## What you have to do
Restate, word for word, each record that follows.

<<<<

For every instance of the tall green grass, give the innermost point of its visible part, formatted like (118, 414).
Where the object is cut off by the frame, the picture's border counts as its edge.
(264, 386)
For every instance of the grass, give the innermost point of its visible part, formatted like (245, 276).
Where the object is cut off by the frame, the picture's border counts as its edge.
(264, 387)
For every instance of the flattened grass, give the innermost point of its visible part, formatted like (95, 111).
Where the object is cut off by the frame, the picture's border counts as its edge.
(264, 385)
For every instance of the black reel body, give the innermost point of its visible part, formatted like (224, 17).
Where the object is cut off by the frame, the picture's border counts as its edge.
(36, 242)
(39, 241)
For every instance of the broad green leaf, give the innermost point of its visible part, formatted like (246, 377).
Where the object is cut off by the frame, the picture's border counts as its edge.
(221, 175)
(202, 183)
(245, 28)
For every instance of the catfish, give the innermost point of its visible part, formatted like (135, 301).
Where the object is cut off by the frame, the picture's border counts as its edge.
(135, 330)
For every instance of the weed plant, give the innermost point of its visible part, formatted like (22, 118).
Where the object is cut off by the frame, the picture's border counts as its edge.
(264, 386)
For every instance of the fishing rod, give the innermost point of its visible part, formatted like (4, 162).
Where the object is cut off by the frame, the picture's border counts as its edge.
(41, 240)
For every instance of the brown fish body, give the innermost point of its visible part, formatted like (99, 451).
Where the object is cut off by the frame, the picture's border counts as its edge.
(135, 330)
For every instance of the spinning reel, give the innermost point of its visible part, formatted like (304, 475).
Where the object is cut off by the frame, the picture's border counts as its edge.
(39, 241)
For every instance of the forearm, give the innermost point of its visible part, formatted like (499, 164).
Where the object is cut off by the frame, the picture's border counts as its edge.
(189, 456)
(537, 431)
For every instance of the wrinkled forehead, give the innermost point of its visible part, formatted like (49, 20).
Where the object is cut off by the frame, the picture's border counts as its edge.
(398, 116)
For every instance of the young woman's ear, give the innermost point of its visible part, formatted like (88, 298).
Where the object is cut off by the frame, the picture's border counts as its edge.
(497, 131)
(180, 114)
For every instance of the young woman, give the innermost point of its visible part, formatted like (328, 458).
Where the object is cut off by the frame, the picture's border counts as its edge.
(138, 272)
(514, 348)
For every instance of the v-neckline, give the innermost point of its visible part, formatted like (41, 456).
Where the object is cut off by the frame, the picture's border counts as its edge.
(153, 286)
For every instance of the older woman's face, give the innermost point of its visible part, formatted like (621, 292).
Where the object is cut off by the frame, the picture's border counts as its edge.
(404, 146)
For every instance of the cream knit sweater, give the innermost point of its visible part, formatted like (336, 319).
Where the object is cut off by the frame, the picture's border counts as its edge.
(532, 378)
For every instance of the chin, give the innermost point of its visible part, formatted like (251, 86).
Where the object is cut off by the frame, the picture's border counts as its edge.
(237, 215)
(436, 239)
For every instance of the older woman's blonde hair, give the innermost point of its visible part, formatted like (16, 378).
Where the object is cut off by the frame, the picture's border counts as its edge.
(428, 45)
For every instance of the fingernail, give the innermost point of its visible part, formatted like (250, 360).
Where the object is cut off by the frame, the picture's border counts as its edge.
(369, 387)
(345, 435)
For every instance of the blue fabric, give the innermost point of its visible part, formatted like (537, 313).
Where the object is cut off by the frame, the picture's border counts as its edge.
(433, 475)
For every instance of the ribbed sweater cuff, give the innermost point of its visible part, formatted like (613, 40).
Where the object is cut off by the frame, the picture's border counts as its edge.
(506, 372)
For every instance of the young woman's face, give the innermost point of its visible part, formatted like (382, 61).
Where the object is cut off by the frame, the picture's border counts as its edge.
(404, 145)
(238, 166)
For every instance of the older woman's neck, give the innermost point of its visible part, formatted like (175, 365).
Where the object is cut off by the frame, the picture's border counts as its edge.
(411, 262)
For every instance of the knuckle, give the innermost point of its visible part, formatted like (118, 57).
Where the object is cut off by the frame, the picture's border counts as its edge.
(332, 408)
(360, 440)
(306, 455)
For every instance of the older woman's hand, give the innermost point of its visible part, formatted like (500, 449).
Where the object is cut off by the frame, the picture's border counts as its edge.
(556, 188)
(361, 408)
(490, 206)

>>>>

## Answer section
For every instance of the tall green grass, give the innermost point of its visible part, formatted like (118, 414).
Where the object is cut off by the frame, the picture's border counts as its edge.
(264, 386)
For every instance of the grass, give the innermost point of its visible part, formatted like (245, 276).
Where the object is cut off by the frame, the picture's border counts as its edge.
(264, 387)
For every instance of the flattened grass, give the innermost point of its visible part, formatted like (95, 111).
Where the object is cut off by the frame, the picture's border counts as its edge.
(264, 385)
For every instance of the black reel body, give the innermost point of its visible part, formatted like (224, 17).
Where the object is cut off by the frame, the picture's border counts as its edge.
(36, 242)
(39, 241)
For every instance of the broad green leaf, give the innermost point of its visible part, formatted like (246, 377).
Where the object is cut off by the frame, the picture's border counts as its edge.
(221, 175)
(202, 183)
(245, 28)
For every instance of the catfish, give the innermost point of its visible part, formatted like (135, 301).
Where the object is cut off by the frame, the picture's border counts as its edge.
(135, 330)
For every instance of the weed plant, give the innermost point of its visible part, formatted like (22, 118).
Where the object is cut off by the frame, the picture's border counts as its edge.
(264, 386)
For every instance of the fishing rod, give the innermost point of its visible part, formatted like (4, 162).
Where the object is cut off by the frame, the picture's border counts as its edge.
(41, 240)
For every instance of the brown fish body, give the innermost point of its visible part, formatted like (99, 451).
Where the object is cut off by the frame, the picture's border counts as its edge.
(135, 330)
For every instance of the spinning reel, give the innermost point of its visible part, formatted like (304, 475).
Where the object is cut off by the frame, the picture's border counts as its edge.
(39, 241)
For every instance of the forearm, give the innermost point of its visible part, formatted like (499, 164).
Where the object is cut off by the frame, the picture's border counts as its edge.
(189, 456)
(537, 431)
For every instance of the wrinkled forehead, give the innermost point of its visible part, formatted like (49, 20).
Where the object is cut off by the frame, the picture's border counts as its edge.
(398, 116)
For every instance of the young woman's ear, give the innermost point of its visible part, formatted like (88, 298).
Where the object is cut off by the frame, the picture's border counts as its edge.
(497, 131)
(180, 114)
For every instance of the young woman, give the innermost point of its visible part, formatted like (328, 458).
Where the object is cut off by the frame, the picture's border counts as its edge.
(138, 272)
(514, 348)
For every instance of the v-neckline, give the innermost point of its visible part, formatted like (41, 456).
Where the object is cut off by the frame, the picture's border counts as its edge.
(153, 286)
For every instance of the older woman's face, give the innermost point of its visible part, formatted like (621, 292).
Where the object is cut off by the frame, the picture's border counts as its edge.
(404, 146)
For every instance of the cream knit sweater, give the innermost point of its visible part, formatted like (336, 319).
Where the object is cut off by the frame, the picture's border counts as its edge.
(532, 378)
For every instance of the chin, give the innermost point of its visible part, formatted like (251, 86).
Where the object is cut off by the frame, the picture's border counts as its edge.
(237, 215)
(436, 239)
For every instance of the older woman's blonde hair, give the innermost point of its visible part, formatted like (16, 378).
Where the object is cut off by the frame, the picture's border counts as its edge.
(428, 45)
For every instance of the fingernail, give the innermost point of its visible part, formatted like (250, 360).
Where the object is cut off by the frame, the picture's border counts as its edge.
(369, 387)
(345, 435)
For every instance of the blue fabric, give the innermost point of its visible part, formatted like (537, 313).
Where the object is cut off by the frame, the picture's border counts as its edge.
(433, 475)
For every instance of the ribbed sweater cuff, give the innermost point of its visible part, formatted like (613, 40).
Where the object is cut off by the frame, the picture's border counts as its edge.
(506, 372)
For every instance of the young woman's face, give the innermost point of its visible part, formatted like (382, 61).
Where the object is cut off by the frame, the picture's border counts as its edge.
(404, 145)
(238, 166)
For every instance of the older woman's neck, give the innermost point of its visible part, formatted like (175, 365).
Where the object is cut off by the frame, the picture's border counts as its edge.
(411, 262)
For every instance of the knuckle, give the innermost point of its visible part, formatted like (118, 57).
Where the object is cut off by the frame, the picture's border counts as its edge.
(332, 408)
(360, 440)
(306, 455)
For every instance of the older woman's hand, give the innermost point of its visible part, formatted like (500, 449).
Where the object is cut off by the frame, the picture's border counts as its edge.
(556, 188)
(361, 408)
(490, 206)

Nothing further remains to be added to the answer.